Anarchy Reigns

7.0 Overall Score

Over The Top Action | Fast Paced Multiplayer | Fantastic Soundtrack | Only Costs $30

Lack Luster Single Player | Cooperative Multiplayer Notably Missing

Written by on January 15, 2013 in [, , , , ]


The Wii exclusive Mad World, while not selling many copies, became a cult hit following its release. The brawler was one of the only “ultra-violent” games released for Nintendo’s console, featuring over the top death sequences and cheesy voice acting. Mad World was the first title from Platinum Games, a company formed after Capcom’s Clover Studios closed. The title was so close to the studio that, despite poor sales, they decided to make the sequel, known in the west as Anarchy Reigns.

Anarchy Reigns is set in a seemingly post apocalyptic world, where many inhabitants have been mutated by war. The game features two single player campaigns, titled the “White Side” and “Black Side,” each telling a different side of the same story. On the White Side you follow Leo, a member of the Bureau of Public Safety (BPS), as he tracks a former agent named Max who went insane and supposedly killed his wife. On the Black Side, the game follows Jack, the protagonist of Mad World. He is also tracking Max, but for him it’s because he wants revenge for the murder of his daughter.
----------
WORK TO DO:
1: Write out, word for word, the part of the Anarchy Reigns review that begins at the words "The Wii exclusive" and stops after the words "as Anarchy Reigns.".
2: How many lines of the records contain the word "water"? Reply with the number alone.

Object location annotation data
----------
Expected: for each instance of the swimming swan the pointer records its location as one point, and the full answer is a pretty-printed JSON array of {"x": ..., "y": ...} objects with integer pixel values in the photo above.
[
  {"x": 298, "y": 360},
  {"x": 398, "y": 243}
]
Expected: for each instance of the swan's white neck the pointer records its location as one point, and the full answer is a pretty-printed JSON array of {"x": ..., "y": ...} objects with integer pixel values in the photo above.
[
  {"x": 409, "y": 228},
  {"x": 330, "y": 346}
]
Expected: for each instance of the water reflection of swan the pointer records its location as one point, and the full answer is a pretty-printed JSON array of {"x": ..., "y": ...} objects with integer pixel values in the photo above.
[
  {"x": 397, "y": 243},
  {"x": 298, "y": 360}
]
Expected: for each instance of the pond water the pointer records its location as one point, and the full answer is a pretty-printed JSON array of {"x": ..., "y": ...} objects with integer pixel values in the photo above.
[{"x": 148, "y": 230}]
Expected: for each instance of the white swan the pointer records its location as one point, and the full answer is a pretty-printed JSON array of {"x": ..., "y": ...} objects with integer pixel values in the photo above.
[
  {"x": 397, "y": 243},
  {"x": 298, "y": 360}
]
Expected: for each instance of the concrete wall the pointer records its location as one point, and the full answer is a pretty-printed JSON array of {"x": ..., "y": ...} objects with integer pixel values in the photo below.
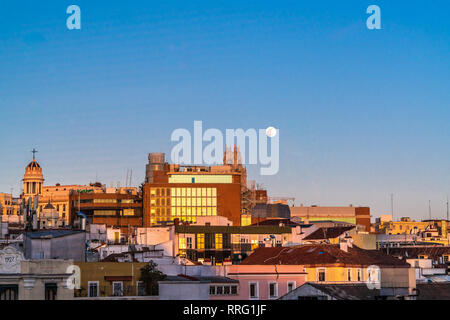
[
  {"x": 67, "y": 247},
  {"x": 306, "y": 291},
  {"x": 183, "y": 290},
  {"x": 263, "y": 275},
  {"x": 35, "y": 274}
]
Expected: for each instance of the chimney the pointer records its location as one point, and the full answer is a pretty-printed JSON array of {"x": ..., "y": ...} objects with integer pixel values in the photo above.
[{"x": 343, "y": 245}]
----------
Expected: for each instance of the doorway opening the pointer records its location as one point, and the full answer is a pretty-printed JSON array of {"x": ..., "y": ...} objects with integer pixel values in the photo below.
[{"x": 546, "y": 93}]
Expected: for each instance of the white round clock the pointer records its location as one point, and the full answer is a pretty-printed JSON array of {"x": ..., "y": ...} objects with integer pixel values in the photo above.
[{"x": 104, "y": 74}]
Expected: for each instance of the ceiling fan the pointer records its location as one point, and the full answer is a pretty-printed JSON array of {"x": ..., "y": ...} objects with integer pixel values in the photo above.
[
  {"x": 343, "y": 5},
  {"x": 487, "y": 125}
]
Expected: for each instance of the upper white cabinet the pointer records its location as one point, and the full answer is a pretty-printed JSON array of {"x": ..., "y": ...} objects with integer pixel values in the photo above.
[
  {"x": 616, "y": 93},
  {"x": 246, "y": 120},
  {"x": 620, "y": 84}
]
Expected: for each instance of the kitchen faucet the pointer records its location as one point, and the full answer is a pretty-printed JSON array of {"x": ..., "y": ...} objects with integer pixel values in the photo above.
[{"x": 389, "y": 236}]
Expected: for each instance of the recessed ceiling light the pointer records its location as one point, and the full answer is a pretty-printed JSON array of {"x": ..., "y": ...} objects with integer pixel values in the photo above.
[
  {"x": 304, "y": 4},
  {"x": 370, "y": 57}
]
----------
PER-TASK OUTPUTS:
1:
The Wii exclusive Mad World, while not selling many copies, became a cult hit following its release. The brawler was one of the only “ultra-violent” games released for Nintendo’s console, featuring over the top death sequences and cheesy voice acting. Mad World was the first title from Platinum Games, a company formed after Capcom’s Clover Studios closed. The title was so close to the studio that, despite poor sales, they decided to make the sequel, known in the west as Anarchy Reigns.

2: 2